=== WHAT THIS TASK INVOLVES ===
Copy the lines below verbatim, starting with the line containing "Check that every instance of the train headlight" and ending with the line containing "[[644, 266], [644, 255]]", both included.

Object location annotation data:
---+---

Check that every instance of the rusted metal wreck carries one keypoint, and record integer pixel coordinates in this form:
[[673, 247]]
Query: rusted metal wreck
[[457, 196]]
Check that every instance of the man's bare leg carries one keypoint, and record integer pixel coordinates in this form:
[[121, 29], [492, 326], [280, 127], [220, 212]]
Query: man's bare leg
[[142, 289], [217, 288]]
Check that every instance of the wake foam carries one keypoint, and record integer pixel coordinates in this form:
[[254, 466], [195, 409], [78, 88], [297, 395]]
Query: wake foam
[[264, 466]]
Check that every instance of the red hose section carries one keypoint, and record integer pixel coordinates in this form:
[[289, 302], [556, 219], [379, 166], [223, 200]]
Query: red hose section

---+---

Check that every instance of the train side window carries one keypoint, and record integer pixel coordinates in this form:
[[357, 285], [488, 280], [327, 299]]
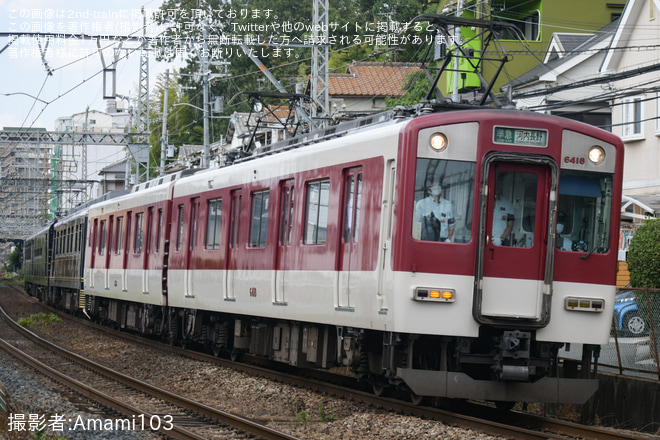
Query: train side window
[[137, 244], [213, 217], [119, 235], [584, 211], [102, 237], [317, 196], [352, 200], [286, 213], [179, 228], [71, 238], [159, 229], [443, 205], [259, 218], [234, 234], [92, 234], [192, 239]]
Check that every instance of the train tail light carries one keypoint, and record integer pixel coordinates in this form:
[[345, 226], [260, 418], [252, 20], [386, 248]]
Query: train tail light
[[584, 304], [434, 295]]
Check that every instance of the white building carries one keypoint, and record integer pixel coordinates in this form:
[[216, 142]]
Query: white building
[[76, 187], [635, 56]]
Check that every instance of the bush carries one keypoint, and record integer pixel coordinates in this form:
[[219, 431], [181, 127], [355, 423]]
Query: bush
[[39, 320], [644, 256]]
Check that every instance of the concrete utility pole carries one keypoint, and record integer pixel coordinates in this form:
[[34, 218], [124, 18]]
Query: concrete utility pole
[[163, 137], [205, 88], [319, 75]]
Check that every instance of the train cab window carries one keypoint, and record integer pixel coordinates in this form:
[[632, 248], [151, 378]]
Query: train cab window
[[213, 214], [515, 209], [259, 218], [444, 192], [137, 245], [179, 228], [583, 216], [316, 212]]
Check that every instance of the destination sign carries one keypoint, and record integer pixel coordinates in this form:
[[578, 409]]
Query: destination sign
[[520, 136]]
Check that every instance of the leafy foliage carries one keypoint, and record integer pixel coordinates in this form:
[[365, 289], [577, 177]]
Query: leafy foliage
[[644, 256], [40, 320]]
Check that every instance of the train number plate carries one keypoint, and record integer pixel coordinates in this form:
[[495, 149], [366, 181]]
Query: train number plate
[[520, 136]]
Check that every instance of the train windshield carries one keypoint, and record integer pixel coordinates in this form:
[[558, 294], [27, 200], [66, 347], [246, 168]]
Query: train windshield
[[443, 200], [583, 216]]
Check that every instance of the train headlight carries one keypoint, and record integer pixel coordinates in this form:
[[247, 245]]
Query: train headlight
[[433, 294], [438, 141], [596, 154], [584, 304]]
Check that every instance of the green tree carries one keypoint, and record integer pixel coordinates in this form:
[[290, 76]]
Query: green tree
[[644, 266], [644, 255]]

---+---

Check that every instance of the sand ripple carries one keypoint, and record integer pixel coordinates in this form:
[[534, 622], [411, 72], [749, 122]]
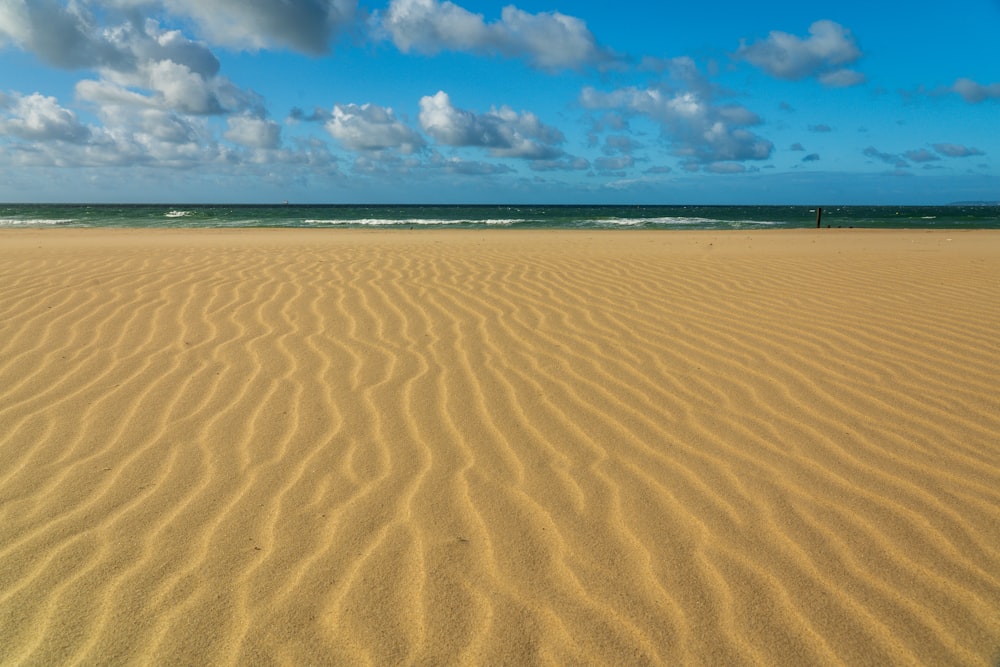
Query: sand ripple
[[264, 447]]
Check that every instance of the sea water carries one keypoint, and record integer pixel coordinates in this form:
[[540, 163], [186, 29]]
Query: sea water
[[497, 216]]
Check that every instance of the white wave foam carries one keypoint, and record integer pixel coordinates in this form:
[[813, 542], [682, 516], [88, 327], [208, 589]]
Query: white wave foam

---+---

=== EXPECTED OUTPUT ===
Check that every instance of the train headlight carries one keypoint, and record integer pixel coordinates in this form:
[[247, 245]]
Query: train headlight
[[433, 294], [438, 141], [596, 154], [584, 304]]
Check that every instance of the green tree carries one keypoint, and record integer pixel coordinates in this form:
[[290, 76]]
Query: green tree
[[644, 266], [644, 255]]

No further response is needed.